◆ TAREFA 1 ◆
Liste todas as organizações e instituições que o trecho sobre a Marina da Glória cita por nome próprio.

◆ TRECHO FORNECIDO ◆
EMPREENDEDORISMO URBANO E
ESPAÇO PÚBLICO:
O CASO DA MARINA DA GLÓRIA NO
PAN-2OO7
Fátima Cristina da
Silva Borges
Mestranda em Geografia -
UERJ
Introdução
Com
a “premiação” da cidade do Rio de Janeiro em 2003, para sediar os jogos
Pan-Americanos de 2007, diversos projetos urbanísticos, implementados pelo poder
municipal, tem sido nela realizados. Estes projetos tem como parâmetro um modelo
de planejamento urbano que compreende as cidades dentro de uma lógica
mercadológica em que ficam submetidas às mesmas condições e desafios que as
empresas. Trata-se de intervenções de cunho empreendedorista em que os espaços
públicos e democráticos estão sendo apropriados por grupos empresariais que os
destinam a um número restrito de
pessoas que podem pagar para usufruí-los.
Neste
trabalho destacaremos o projeto de “modernização” da Marina da Glória, no Parque
do flamengo, que é público e tombado pelo IPHAN (
Instituto do Patrimônio Histórico e Artístico Nacional) e tem sido alvo de investidas empeendedoristas que
pretendem ampliar consideravelmente
a área da Marina da Glória que está
sob o controle da concessionária EBTE( Empresa Brasileira de
Terraplanagem e Engenharia) que
explora o local e pretende transformá-lo num centro de negócios destinado às elites e ao turismo
internacional.
O
projeto de ampliação da Marina da Glória sofreu grandes questionamentos e
reações da sociedade civil organizada, através de denúncias feitas pelo Comitê
Social do Pan e pelo S.O.S Parque do Flamengo, levando ao embargo das obras não
aprovadas pelo IPHAN.
O
objetivo deste trabalho é realizar uma breve análise do paradigma de
planejamento urbano em que a cidade do Rio de Janeiro está inserida, as
intervenções públicas feitas pelo poder municipal num contexto mercantilista
marcado pelo mega-evento dos jogos pan-Americanos, neste caso a Marina da Glória
e a importância do movimento social impondo limites ao modelo de gestão urbana
presente.

◆ INFORMAÇÕES EXTRAÍDAS ◆
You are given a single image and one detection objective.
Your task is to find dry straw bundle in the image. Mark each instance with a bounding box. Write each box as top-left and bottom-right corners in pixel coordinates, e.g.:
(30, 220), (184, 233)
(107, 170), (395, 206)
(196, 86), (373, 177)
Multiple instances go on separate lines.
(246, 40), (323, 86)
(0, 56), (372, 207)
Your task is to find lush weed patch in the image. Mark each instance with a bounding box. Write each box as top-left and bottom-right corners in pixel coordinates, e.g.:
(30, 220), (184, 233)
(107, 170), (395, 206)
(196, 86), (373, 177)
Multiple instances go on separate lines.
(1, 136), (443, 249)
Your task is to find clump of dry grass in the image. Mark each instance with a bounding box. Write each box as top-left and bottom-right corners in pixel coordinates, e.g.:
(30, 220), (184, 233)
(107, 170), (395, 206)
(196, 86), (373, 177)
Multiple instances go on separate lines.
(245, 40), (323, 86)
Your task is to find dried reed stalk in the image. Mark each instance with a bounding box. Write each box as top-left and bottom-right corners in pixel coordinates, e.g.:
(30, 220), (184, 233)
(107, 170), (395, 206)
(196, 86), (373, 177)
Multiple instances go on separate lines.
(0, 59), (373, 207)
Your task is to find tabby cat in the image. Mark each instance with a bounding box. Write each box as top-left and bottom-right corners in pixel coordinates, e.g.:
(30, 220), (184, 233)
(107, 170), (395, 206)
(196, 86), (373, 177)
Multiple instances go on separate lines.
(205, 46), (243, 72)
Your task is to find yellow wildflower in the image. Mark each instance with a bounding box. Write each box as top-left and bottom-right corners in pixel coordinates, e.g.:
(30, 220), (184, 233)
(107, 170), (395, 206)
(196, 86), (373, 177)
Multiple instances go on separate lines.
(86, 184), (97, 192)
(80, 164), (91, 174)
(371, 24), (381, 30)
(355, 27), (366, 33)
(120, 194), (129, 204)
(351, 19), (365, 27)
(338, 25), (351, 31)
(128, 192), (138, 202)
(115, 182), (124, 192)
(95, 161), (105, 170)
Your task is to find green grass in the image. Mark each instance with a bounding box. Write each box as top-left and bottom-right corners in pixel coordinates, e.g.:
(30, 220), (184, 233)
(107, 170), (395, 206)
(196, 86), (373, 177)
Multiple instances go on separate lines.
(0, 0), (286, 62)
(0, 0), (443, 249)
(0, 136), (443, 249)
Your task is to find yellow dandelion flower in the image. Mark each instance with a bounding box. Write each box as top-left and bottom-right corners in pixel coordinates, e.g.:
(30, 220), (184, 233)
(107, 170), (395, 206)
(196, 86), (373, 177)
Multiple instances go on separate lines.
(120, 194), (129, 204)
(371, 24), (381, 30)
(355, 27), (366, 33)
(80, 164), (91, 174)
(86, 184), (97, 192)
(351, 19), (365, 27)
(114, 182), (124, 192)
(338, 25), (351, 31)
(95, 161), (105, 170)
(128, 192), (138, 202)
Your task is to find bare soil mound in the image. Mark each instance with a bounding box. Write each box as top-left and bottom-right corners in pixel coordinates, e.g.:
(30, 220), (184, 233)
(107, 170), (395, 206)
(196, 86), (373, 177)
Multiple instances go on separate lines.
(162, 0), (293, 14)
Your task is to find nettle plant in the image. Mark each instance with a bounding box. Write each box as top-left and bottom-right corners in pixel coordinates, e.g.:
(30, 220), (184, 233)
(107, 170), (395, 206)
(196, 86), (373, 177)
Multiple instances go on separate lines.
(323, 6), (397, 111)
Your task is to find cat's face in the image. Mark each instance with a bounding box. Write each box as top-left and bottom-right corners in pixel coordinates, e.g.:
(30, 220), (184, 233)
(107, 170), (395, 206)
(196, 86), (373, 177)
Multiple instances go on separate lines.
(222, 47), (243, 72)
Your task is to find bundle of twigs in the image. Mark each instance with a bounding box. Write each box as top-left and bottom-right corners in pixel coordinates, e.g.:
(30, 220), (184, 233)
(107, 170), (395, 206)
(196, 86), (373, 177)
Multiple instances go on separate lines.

◆ TAREFA 2 ◆
Extraia das entradas, sem nenhuma alteração, as linhas que vão da linha que contém "Your task is to find yellow wildflower" até a linha que contém "(0, 136), (443, 249)", incluindo as duas.

◆ RESPOSTA COMPLETA 1 ◆
- UERJ
- IPHAN (Instituto do Patrimônio Histórico e Artístico Nacional)
- EBTE (Empresa Brasileira de Terraplanagem e Engenharia)
- Comitê Social do Pan
- S.O.S Parque do Flamengo

◆ RESPOSTA COMPLETA 2 ◆
Your task is to find yellow wildflower in the image. Mark each instance with a bounding box. Write each box as top-left and bottom-right corners in pixel coordinates, e.g.:
(30, 220), (184, 233)
(107, 170), (395, 206)
(196, 86), (373, 177)
Multiple instances go on separate lines.
(86, 184), (97, 192)
(80, 164), (91, 174)
(371, 24), (381, 30)
(355, 27), (366, 33)
(120, 194), (129, 204)
(351, 19), (365, 27)
(338, 25), (351, 31)
(128, 192), (138, 202)
(115, 182), (124, 192)
(95, 161), (105, 170)
Your task is to find green grass in the image. Mark each instance with a bounding box. Write each box as top-left and bottom-right corners in pixel coordinates, e.g.:
(30, 220), (184, 233)
(107, 170), (395, 206)
(196, 86), (373, 177)
Multiple instances go on separate lines.
(0, 0), (286, 62)
(0, 0), (443, 249)
(0, 136), (443, 249)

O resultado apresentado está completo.